START Data extracts

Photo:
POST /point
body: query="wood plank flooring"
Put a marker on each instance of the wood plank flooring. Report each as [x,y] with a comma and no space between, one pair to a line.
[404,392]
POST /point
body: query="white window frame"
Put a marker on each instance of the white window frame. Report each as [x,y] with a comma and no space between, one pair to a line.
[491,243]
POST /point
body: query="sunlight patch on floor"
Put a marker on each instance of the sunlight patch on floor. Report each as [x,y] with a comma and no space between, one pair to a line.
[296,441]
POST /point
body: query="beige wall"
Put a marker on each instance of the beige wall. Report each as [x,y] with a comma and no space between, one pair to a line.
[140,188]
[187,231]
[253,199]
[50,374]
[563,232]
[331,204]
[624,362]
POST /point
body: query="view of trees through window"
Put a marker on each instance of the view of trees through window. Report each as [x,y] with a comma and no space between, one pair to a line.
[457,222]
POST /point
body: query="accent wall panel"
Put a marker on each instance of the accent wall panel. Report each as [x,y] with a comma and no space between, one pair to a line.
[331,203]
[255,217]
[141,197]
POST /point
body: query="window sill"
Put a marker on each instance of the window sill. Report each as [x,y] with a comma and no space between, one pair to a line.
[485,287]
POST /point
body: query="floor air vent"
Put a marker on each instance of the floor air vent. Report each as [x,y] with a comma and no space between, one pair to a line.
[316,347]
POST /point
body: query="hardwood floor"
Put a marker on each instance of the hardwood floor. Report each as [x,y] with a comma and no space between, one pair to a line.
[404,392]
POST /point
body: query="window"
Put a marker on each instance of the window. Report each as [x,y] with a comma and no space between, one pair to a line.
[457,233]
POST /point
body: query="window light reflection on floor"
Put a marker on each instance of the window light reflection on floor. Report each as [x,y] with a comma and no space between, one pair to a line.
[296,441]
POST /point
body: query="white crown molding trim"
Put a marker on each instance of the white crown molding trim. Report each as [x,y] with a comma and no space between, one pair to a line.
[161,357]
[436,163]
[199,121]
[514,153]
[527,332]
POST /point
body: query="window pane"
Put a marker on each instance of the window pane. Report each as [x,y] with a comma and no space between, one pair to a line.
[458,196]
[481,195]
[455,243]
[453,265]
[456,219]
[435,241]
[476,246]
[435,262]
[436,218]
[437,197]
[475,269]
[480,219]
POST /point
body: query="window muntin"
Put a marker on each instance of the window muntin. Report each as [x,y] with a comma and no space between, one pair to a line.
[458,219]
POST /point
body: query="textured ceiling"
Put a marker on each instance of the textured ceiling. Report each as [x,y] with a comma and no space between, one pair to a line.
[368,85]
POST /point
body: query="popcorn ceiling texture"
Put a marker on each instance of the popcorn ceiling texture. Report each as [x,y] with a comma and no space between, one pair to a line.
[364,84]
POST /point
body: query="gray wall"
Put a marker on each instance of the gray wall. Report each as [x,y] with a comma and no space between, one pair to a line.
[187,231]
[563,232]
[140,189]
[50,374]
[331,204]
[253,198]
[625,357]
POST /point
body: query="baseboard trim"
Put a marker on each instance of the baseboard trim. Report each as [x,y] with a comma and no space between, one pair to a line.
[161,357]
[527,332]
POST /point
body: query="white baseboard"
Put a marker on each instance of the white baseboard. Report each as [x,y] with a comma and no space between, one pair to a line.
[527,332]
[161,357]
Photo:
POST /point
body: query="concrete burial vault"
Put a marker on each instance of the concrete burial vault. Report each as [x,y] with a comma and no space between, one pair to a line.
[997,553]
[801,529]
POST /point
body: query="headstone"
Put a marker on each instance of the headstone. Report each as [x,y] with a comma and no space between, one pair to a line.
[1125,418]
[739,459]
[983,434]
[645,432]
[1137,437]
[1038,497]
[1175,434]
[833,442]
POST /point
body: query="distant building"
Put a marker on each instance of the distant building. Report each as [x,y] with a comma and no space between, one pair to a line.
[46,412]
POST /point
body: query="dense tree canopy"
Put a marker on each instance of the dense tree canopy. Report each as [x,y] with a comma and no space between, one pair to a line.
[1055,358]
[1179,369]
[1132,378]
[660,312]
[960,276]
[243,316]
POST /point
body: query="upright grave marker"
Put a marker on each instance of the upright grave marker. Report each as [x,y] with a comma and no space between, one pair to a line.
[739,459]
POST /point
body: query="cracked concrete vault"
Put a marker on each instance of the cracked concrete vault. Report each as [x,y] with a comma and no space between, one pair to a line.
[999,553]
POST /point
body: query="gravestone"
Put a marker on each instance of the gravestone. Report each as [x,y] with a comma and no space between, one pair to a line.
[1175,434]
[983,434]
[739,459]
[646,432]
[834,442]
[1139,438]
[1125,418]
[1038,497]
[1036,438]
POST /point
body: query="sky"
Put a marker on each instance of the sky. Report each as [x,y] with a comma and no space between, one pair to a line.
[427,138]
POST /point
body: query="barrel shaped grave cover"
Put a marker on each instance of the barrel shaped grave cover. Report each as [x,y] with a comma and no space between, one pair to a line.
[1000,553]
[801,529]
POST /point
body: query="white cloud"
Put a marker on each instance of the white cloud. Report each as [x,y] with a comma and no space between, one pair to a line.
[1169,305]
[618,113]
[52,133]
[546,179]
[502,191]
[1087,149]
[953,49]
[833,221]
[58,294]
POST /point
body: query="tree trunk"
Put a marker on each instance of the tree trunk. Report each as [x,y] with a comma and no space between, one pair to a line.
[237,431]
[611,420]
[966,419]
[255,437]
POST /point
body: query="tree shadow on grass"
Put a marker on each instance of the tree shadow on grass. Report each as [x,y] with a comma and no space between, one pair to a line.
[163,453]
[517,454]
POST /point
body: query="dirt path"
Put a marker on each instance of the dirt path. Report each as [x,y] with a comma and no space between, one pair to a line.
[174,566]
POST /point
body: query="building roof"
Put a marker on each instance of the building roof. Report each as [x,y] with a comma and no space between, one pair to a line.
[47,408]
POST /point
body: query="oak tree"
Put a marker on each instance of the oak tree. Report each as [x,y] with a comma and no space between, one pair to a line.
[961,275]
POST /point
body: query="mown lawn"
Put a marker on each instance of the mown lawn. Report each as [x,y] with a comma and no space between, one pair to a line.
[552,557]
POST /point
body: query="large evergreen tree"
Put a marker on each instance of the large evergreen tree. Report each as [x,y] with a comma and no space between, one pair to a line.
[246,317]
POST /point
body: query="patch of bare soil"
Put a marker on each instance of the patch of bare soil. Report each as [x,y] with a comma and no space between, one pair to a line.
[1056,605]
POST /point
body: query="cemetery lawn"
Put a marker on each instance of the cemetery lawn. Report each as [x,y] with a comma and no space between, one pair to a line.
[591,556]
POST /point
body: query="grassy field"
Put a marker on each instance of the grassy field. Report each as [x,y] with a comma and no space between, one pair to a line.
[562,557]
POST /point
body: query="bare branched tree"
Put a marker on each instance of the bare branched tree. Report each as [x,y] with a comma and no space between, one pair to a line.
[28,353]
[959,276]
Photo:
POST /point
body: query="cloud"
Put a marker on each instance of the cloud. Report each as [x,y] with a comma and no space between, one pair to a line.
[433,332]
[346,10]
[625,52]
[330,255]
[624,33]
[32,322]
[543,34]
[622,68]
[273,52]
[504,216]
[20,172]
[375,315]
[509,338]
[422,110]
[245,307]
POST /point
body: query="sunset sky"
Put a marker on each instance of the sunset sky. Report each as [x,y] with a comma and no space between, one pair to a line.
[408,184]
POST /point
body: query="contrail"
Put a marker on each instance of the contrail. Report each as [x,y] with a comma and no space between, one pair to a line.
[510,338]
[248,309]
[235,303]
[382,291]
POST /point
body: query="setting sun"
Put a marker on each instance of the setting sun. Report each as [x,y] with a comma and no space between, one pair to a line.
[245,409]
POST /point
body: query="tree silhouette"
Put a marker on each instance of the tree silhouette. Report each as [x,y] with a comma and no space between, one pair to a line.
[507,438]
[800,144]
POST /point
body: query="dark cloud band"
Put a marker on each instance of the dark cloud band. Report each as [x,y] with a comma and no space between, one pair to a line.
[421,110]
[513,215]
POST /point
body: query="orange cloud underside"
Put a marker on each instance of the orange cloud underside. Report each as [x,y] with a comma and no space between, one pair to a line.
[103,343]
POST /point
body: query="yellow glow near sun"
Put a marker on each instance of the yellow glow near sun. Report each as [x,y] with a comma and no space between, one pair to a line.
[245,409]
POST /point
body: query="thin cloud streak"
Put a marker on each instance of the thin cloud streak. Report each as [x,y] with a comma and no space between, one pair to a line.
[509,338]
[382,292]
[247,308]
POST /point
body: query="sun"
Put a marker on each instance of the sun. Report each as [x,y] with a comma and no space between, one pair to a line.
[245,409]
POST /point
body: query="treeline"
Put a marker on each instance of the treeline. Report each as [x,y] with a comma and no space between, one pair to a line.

END Data extracts

## What this task involves:
Copy every line of the material in which the word "treeline" occurs.

## Task output:
body: query="treeline"
Put a marker on each instance of the treeline. Report each as [x,y] with a comma and no space between, one pair to a line.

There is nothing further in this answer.